## WRITTEN EXERCISE
Count the lines in the listing below that contain the string "submerged". Reply with the number only.
╭──
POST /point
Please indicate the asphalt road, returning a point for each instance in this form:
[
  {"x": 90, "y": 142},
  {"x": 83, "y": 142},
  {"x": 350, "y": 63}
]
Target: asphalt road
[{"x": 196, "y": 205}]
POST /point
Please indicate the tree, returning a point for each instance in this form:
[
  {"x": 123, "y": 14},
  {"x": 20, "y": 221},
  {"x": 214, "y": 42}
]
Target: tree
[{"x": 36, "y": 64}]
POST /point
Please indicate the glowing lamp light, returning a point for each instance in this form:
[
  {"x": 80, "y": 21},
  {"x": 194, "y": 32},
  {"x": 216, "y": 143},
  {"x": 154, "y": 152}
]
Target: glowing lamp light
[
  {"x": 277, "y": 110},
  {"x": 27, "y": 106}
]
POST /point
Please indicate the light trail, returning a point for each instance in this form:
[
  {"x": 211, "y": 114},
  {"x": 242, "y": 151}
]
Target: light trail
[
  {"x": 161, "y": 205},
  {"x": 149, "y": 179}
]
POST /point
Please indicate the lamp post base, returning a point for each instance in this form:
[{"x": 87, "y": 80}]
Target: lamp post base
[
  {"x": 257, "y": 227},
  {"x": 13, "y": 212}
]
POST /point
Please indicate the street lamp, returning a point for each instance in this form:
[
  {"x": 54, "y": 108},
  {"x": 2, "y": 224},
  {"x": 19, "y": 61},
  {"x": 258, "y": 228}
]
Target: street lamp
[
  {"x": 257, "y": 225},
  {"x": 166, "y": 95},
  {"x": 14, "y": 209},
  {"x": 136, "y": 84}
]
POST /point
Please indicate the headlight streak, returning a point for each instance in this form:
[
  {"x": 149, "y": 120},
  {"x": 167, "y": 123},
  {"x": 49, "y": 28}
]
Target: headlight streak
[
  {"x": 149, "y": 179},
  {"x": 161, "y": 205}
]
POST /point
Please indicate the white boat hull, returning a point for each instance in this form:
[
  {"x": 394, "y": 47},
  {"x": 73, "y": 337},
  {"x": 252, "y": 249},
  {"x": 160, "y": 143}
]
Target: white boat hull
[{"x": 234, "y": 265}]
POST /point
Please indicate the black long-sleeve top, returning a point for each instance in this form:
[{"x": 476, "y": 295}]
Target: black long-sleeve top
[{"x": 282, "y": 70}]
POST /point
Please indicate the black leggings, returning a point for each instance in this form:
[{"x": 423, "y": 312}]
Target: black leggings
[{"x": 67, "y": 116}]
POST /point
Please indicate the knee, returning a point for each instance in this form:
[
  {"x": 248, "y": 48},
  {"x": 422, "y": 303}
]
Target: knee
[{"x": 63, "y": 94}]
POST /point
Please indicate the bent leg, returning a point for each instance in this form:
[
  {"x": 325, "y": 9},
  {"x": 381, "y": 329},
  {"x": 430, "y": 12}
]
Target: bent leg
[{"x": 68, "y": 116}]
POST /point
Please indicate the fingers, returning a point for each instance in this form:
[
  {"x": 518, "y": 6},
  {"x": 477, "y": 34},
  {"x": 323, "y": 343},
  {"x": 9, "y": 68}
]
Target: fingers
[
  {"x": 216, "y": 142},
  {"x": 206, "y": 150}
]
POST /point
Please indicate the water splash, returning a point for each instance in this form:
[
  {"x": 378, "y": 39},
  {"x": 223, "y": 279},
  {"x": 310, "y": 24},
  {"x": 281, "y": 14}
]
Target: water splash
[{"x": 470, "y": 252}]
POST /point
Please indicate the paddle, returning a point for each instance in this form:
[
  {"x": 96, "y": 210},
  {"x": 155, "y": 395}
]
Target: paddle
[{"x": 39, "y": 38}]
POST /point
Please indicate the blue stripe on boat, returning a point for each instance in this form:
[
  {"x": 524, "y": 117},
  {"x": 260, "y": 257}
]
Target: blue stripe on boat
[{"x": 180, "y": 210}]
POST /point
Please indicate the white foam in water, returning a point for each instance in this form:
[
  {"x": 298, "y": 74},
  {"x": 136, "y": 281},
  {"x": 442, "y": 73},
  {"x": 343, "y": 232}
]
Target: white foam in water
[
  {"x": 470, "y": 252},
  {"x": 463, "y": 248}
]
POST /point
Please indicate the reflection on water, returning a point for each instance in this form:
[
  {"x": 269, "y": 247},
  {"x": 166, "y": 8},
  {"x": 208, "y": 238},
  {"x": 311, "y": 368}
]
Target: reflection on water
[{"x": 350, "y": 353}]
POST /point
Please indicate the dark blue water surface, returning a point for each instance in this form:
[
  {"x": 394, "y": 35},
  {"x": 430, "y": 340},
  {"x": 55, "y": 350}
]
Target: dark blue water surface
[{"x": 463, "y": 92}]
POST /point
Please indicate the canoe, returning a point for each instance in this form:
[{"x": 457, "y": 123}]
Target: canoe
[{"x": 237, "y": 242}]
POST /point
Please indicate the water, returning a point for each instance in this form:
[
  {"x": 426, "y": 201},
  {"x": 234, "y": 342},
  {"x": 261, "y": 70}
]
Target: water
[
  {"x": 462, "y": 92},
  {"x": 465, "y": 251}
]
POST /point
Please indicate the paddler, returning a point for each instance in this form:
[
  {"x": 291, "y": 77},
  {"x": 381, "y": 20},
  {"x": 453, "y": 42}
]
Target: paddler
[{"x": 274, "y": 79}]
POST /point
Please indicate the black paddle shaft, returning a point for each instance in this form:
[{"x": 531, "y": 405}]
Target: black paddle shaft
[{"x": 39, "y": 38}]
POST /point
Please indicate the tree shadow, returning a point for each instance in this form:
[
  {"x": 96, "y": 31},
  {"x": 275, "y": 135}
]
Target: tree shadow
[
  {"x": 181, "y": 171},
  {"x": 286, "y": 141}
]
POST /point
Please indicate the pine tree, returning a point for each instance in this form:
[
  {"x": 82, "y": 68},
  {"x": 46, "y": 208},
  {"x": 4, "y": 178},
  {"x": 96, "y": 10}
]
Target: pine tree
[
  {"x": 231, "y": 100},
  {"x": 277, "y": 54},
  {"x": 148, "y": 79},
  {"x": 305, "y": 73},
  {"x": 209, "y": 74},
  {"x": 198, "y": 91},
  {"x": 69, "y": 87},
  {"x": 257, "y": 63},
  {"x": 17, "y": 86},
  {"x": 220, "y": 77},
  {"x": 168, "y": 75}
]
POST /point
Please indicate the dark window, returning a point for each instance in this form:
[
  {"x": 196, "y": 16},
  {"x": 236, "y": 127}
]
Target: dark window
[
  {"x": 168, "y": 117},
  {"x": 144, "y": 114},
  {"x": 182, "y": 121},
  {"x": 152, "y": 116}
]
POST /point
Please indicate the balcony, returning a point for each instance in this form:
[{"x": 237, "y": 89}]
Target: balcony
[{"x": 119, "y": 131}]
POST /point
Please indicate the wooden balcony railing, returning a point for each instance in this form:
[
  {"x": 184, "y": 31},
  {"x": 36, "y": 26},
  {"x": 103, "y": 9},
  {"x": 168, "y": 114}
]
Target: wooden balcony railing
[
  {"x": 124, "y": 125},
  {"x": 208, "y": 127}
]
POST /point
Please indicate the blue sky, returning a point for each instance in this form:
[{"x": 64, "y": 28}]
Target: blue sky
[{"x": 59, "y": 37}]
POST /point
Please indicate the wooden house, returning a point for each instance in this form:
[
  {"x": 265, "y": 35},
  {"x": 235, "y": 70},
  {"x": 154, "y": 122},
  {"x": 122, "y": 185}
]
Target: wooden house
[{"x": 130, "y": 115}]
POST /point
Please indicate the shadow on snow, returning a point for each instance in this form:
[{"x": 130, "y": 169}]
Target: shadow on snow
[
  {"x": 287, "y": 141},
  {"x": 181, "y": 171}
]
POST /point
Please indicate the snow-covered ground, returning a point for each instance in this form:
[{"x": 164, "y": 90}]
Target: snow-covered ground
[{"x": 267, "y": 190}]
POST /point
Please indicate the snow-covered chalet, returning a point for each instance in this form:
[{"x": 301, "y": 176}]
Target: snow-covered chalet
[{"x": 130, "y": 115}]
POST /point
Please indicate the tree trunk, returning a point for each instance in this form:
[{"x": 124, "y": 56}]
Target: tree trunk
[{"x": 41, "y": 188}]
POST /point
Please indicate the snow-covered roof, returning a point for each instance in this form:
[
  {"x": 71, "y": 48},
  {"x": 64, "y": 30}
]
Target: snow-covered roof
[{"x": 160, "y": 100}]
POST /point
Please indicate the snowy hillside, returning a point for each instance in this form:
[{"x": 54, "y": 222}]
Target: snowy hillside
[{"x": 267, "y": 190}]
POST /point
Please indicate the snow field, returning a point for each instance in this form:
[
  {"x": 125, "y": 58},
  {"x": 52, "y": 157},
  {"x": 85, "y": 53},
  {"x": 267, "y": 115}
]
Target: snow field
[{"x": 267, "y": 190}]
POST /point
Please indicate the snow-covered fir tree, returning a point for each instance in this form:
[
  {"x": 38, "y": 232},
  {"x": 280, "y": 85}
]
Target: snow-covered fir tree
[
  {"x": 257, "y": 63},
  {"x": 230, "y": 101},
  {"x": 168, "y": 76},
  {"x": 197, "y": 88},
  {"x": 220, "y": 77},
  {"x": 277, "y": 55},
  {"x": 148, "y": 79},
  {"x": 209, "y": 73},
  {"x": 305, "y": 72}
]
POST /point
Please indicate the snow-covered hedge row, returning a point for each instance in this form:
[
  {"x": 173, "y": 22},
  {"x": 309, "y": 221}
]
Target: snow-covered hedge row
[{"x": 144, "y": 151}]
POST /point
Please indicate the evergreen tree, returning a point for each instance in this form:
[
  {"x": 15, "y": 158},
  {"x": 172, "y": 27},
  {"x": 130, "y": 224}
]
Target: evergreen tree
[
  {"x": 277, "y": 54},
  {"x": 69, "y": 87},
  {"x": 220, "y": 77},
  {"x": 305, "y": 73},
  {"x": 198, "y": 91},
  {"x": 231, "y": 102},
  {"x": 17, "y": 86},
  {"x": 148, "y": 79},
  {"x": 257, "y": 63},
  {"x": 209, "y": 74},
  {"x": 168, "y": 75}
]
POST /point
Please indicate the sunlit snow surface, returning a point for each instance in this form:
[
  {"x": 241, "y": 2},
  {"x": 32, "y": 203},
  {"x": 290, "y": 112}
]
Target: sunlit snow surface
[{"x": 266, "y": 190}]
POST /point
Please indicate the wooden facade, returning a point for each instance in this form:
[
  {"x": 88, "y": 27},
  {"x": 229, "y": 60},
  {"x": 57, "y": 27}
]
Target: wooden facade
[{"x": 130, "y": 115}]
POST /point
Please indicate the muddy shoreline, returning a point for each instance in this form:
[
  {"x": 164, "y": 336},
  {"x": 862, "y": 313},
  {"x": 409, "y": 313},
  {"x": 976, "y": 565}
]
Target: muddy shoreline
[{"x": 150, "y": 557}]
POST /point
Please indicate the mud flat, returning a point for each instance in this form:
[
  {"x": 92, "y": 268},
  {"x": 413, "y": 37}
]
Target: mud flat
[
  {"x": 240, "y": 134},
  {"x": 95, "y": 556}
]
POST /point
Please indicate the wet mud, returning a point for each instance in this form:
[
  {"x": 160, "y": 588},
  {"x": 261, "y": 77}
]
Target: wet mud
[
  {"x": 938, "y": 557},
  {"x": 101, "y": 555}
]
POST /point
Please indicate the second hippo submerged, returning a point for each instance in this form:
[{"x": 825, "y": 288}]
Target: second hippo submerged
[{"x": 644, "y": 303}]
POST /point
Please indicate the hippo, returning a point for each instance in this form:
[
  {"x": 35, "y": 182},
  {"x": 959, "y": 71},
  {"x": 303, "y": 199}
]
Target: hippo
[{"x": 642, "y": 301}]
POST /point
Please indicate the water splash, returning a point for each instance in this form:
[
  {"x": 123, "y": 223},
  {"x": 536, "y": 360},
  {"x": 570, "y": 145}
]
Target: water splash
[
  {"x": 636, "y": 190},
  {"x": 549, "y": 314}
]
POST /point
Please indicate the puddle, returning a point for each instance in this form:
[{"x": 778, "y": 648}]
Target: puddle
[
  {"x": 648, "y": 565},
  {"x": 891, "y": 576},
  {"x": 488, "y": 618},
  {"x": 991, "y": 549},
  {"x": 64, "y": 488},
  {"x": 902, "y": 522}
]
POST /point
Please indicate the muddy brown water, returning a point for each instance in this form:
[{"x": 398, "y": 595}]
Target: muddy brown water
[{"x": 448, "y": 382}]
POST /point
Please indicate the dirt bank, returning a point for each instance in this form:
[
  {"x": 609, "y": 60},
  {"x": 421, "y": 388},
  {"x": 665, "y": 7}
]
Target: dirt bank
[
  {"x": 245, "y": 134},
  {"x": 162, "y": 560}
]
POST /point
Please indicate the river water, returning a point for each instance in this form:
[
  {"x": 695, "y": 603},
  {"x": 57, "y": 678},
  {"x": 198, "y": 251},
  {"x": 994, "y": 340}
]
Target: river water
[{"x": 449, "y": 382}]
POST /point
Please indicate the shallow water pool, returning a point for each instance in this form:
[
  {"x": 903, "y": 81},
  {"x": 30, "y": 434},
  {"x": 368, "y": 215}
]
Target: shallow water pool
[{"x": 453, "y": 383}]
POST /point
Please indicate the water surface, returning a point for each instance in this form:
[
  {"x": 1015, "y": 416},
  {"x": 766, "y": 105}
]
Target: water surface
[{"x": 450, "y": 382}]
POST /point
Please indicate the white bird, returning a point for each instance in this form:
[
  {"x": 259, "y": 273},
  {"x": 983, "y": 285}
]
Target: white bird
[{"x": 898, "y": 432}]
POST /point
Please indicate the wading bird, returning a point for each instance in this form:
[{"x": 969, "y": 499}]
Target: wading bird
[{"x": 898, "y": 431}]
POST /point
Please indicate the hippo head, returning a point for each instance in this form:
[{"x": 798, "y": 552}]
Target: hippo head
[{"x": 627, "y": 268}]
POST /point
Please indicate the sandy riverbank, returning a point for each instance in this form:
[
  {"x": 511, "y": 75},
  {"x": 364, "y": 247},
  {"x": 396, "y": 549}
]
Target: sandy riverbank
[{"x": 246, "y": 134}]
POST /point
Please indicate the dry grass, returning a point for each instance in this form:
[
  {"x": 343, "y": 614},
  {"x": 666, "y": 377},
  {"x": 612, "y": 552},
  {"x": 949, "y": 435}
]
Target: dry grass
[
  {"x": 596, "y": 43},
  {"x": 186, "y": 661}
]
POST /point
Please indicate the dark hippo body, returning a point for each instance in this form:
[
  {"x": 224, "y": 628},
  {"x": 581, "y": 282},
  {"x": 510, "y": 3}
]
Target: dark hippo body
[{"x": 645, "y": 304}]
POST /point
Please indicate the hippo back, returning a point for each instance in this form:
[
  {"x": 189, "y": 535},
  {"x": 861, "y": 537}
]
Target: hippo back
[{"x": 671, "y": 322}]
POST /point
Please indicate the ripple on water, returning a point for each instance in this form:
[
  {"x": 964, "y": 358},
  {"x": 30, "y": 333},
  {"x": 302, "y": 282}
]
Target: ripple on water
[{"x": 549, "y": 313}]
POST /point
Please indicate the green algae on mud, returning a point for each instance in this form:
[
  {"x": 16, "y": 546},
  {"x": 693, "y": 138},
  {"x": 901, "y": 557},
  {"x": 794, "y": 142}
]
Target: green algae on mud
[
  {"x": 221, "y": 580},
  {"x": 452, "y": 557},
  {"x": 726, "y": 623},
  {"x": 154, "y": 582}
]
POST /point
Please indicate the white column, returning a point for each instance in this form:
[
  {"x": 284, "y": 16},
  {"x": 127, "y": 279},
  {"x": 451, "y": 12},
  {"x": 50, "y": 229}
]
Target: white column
╰──
## TASK SOLUTION
2